■ **Stored data entries**:
== Segment start ==
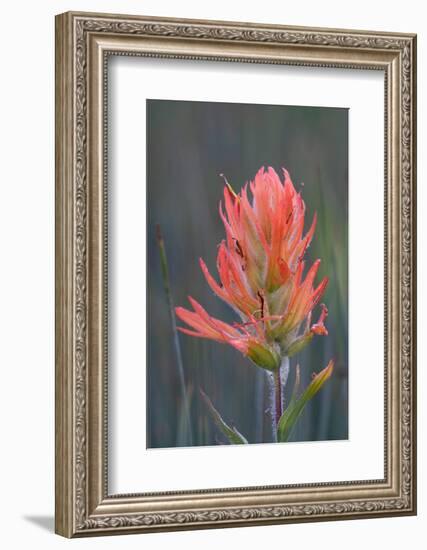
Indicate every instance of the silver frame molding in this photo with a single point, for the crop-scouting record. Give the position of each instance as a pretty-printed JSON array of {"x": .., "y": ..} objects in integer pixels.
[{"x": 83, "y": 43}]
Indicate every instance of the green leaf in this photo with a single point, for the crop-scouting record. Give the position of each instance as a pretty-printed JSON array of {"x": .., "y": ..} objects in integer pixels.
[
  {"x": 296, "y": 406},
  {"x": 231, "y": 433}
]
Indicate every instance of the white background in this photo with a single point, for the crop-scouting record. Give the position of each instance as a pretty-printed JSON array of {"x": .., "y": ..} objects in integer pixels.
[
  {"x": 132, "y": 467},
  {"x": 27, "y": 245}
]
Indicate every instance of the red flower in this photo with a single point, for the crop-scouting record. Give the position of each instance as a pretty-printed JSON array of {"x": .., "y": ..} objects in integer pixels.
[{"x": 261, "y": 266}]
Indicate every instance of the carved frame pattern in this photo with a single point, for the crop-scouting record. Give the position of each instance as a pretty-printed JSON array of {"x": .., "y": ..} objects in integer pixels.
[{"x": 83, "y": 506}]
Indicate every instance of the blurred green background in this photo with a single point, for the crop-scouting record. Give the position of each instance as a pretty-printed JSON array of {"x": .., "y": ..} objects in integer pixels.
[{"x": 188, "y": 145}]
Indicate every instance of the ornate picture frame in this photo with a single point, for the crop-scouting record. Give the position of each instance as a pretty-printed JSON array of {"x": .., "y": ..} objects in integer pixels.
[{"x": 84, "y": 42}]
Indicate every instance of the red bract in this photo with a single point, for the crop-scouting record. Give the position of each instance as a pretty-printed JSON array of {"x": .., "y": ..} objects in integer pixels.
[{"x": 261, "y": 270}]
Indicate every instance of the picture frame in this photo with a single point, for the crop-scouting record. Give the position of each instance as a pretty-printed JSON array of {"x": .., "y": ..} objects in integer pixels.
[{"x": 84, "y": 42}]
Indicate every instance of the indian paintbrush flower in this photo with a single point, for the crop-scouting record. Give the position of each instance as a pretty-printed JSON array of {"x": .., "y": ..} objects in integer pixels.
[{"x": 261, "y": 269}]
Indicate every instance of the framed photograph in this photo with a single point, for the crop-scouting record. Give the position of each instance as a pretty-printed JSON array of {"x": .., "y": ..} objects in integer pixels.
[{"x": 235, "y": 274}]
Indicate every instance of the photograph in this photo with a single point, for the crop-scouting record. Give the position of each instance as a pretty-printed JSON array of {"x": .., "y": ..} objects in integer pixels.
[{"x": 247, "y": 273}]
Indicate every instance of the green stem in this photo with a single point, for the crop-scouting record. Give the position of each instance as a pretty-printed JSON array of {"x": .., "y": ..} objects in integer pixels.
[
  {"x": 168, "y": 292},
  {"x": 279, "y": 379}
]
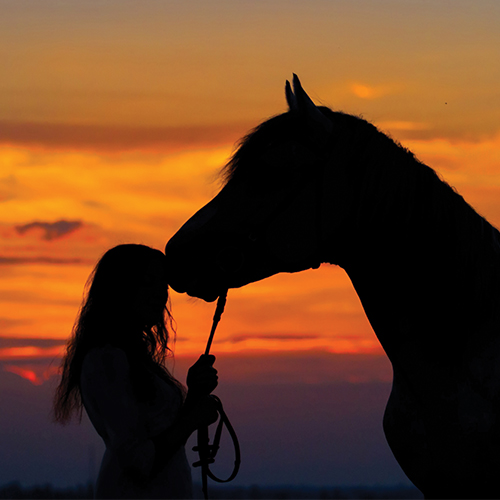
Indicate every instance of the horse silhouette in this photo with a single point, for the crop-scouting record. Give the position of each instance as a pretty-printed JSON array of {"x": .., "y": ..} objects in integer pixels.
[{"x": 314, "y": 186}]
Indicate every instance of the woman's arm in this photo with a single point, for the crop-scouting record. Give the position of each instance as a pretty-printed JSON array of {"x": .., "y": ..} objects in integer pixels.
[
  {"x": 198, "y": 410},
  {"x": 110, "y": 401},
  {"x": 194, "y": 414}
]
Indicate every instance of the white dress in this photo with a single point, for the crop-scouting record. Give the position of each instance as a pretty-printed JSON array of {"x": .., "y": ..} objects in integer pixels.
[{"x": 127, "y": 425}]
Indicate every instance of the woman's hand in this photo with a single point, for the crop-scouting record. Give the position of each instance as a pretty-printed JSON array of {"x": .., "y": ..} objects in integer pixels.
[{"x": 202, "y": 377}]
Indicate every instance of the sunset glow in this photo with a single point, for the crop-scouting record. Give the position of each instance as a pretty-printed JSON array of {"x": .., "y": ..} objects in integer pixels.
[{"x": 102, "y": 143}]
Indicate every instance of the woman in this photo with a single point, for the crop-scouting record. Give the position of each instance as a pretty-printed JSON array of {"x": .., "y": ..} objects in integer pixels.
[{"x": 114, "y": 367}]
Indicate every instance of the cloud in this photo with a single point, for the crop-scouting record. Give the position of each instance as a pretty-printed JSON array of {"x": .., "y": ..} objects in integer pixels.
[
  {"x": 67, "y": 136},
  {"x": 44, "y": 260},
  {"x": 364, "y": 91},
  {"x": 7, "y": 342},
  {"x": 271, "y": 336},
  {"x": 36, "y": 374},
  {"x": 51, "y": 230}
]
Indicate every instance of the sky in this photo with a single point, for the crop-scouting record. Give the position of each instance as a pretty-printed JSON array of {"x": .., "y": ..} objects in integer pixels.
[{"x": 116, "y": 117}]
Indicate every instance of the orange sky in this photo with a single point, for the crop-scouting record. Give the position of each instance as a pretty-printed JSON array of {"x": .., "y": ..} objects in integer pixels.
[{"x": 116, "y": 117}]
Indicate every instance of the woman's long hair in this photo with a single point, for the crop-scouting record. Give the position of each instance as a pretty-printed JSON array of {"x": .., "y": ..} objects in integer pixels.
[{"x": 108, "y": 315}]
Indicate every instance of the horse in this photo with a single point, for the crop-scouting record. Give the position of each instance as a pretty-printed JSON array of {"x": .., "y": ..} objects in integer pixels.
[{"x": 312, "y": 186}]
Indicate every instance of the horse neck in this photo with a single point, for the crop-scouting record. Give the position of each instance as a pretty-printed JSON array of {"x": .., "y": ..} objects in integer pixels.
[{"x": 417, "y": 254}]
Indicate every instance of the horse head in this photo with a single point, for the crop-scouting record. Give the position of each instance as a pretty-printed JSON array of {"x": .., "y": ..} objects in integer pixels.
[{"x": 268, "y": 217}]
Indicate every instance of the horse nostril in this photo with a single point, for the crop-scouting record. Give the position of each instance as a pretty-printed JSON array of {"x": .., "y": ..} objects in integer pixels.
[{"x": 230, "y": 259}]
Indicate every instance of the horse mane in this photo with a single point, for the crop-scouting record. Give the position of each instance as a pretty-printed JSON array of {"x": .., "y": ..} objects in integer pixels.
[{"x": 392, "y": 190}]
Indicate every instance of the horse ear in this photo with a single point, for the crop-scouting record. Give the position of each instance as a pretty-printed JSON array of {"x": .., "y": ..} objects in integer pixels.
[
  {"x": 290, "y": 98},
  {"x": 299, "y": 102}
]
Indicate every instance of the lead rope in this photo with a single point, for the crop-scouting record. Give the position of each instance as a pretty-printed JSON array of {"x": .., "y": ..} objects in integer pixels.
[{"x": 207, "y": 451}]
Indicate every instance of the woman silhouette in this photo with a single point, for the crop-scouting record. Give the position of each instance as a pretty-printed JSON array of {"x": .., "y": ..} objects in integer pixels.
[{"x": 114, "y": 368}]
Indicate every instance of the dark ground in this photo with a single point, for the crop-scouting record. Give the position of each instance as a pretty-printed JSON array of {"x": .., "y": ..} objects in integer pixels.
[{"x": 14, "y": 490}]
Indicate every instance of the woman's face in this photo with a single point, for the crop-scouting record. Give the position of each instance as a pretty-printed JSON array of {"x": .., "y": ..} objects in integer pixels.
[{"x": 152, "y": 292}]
== Segment end ==
Although the records include pictures, output only their text, exactly and completely.

Indicate every instance of the silver frame molding in this photo with a single point, for the crop-scouting record. Give the position of each instance as a pretty-printed JSON array of {"x": .., "y": ..} objects in integer pixels.
[{"x": 83, "y": 43}]
Indicate every instance of the green leaf in this photo with a single point, for the crop-scouting record. Give the position of each instance as a pretty-printed JSON array of {"x": .., "y": ..} objects in integer pixels.
[
  {"x": 296, "y": 406},
  {"x": 231, "y": 433}
]
Indicate every instance of the white background in this photo with a single point, for the crop-scouting record. Give the position of each instance as a pretty-printed JSON array of {"x": .., "y": ..} objects in integer pixels.
[
  {"x": 132, "y": 467},
  {"x": 27, "y": 245}
]
Indicate every instance of the red flower in this photo with a single point, for the crop-scouting record. Give the position of each instance as a pretty-printed JSON array of {"x": .., "y": ..} objects in integer pixels.
[{"x": 261, "y": 266}]
Indicate every instance of the carved frame pattern in this photo with a single point, for the crop-scouting record. Give the position of each instance as a pretty-printed JSON array of {"x": .., "y": ..} objects in integer pixels.
[{"x": 83, "y": 506}]
Indicate every instance of the blurred green background in this photo with a single point, for the crop-scouting record. Give the position of each instance as a pretty-printed JSON array of {"x": .., "y": ..} objects in integer pixels.
[{"x": 188, "y": 145}]
Indicate every instance of the ornate picture frame in this photo with a single point, for the crop-scouting record. Give the position of each instance as a pretty-printed JSON array of {"x": .., "y": ..} objects in integer pixels.
[{"x": 84, "y": 42}]
Indicate every instance of the red bract in this photo with a single point, for the crop-scouting record. Give the position of each instance as a pretty-printed JSON array of {"x": .., "y": ..} objects in integer pixels.
[{"x": 261, "y": 270}]
Indicate every instance of the picture frame in this photo with a single point, for the crop-scouting record. Give the position of each instance as a pretty-printed JSON array of {"x": .., "y": ..} objects in integer pixels.
[{"x": 84, "y": 42}]
Indicate every instance of the indian paintbrush flower in this photo with a single point, for the crop-scouting record. Give the position of each instance as a pretty-printed JSON array of {"x": .., "y": ..} objects in integer pixels.
[{"x": 261, "y": 269}]
Indicate every instance of the framed photograph in this photo with a single point, for the crop-scouting record. Give the position of each instance as a pretty-printed JSON array of {"x": .., "y": ..} objects in integer pixels.
[{"x": 235, "y": 274}]
Indicate every instance of the photograph in this photo with a single point, for the crop-scouting record. Give the position of each instance as a pretty-printed JSON array of {"x": .., "y": ..} objects in integer pixels.
[{"x": 247, "y": 273}]
Indicate every instance of the green stem in this photo with a single point, for the crop-scouting record. Give the position of each instance as a pretty-printed JSON array of {"x": .., "y": ..} objects in integer pixels.
[
  {"x": 168, "y": 292},
  {"x": 279, "y": 379}
]
Indicate every instance of the horse silhouette in this photo with a single point, for the crop-scouting record. Give the position of each instance as a pretty-printed JSON array of {"x": .., "y": ..} objects in integer pixels.
[{"x": 314, "y": 186}]
Indicate every instance of the woman's arm in this photo with a single point, for the crop-scouting record. Give the position of each instance as a pretty-printed JSON array of {"x": .., "y": ..} objects in integer pixels.
[
  {"x": 198, "y": 410},
  {"x": 110, "y": 401},
  {"x": 194, "y": 414}
]
Indicate every instance of the white dress in this photo with a single point, for the crop-scouting record. Give the position of each instance as a pretty-printed JSON array of {"x": .., "y": ..} objects in integer pixels.
[{"x": 127, "y": 425}]
Indicate every instance of the woman's hand in this photo with a single point, for the crop-scouting record. Give the position of each instance as a pretty-printed JSON array of {"x": .., "y": ..} objects in integer pixels.
[{"x": 202, "y": 377}]
Indicate every instance of the sunset glow in this photo with a single point, for the crop-scouting record. Give the position of each instance as a pretty-printed JSON array of {"x": .., "y": ..} objects in integer pixels.
[{"x": 102, "y": 143}]
Indicate every instance of the woman in this photo with a single point, for the crop-scouting record. Give the position of each instance as a pretty-printed JSON array of {"x": .., "y": ..} objects in integer pixels.
[{"x": 114, "y": 367}]
Indicate every instance of the cloud in this photo with a single point, for the crop-scouting record. Give the position of each instance as a pretty-printed JSON array of {"x": .., "y": ..} objects in integer pixels.
[
  {"x": 67, "y": 136},
  {"x": 44, "y": 260},
  {"x": 364, "y": 91},
  {"x": 7, "y": 342},
  {"x": 271, "y": 336},
  {"x": 36, "y": 374},
  {"x": 51, "y": 230}
]
Indicate every instance of the sky in this photo with a single point, for the crop-scouting record. Give the position of each instance as a pretty-printed JSON array of {"x": .., "y": ..} objects in integer pixels.
[{"x": 116, "y": 117}]
Indicate every instance of the orange sky in this photo with a single point, for the crop-scouting record. Give the position of each instance as a pretty-printed JSON array of {"x": .., "y": ..} objects in integer pixels.
[{"x": 116, "y": 117}]
Indicate every instance of the woman's long hair in this photo with a single point, for the crop-scouting record. Give the position of each instance as a pretty-printed JSON array of {"x": .., "y": ..} objects in integer pixels.
[{"x": 108, "y": 315}]
Indicate every instance of the horse in this photo with a single point, for the crop-scouting record. Give the position of each instance as a pretty-printed JSON array of {"x": .., "y": ..} objects in integer pixels.
[{"x": 312, "y": 186}]
Indicate every instance of the horse neck in this photo with a single point, for the crop-scouting record. Give the position of each instance as a pretty-printed JSON array of {"x": .., "y": ..} objects in integer pixels.
[{"x": 417, "y": 254}]
Indicate every instance of the horse head in this photo with a single point, for the crop-scouting record. Give the position of each instance as a pretty-printed JSON array of {"x": .., "y": ..} objects in integer pixels.
[{"x": 268, "y": 217}]
Indicate every instance of the horse nostril in this photo with a single point, for the crop-scouting record. Give the position of each instance as a pretty-printed JSON array of {"x": .., "y": ..} objects in integer pixels.
[{"x": 230, "y": 259}]
Indicate every instance of the horse mane in this photo with a single point, for the crop-scouting record. Give the position of each instance as a pretty-printed JSON array of {"x": .., "y": ..} objects in integer pixels.
[{"x": 392, "y": 190}]
Indicate every instance of the horse ear in this photo with a single point, for the crop-scouting record. Give the position of each instance as a pretty-printed JSON array of {"x": .., "y": ..} objects in integer pixels.
[
  {"x": 290, "y": 98},
  {"x": 299, "y": 102}
]
Indicate every instance of the lead rope in this photo with a single point, for the crop-scouting record. Give the position of each instance as a pretty-printed JSON array of {"x": .., "y": ..} objects in integer pixels.
[{"x": 207, "y": 451}]
Indicate every instance of the woman silhouette in this photo with a single point, for the crop-scouting record. Give the position of each instance as a pretty-printed JSON array of {"x": .., "y": ..} objects in integer pixels.
[{"x": 114, "y": 368}]
Indicate every instance of the dark ground in this photo with a single point, for the crop-scouting record. Give the position of each instance as a pretty-printed JSON array of {"x": .., "y": ..} objects in integer pixels.
[{"x": 14, "y": 490}]
Indicate every instance of the woman's face in this photo with a single point, for the crop-scouting record. Give the position of each instance as a pretty-printed JSON array of {"x": .., "y": ..} objects in integer pixels.
[{"x": 152, "y": 292}]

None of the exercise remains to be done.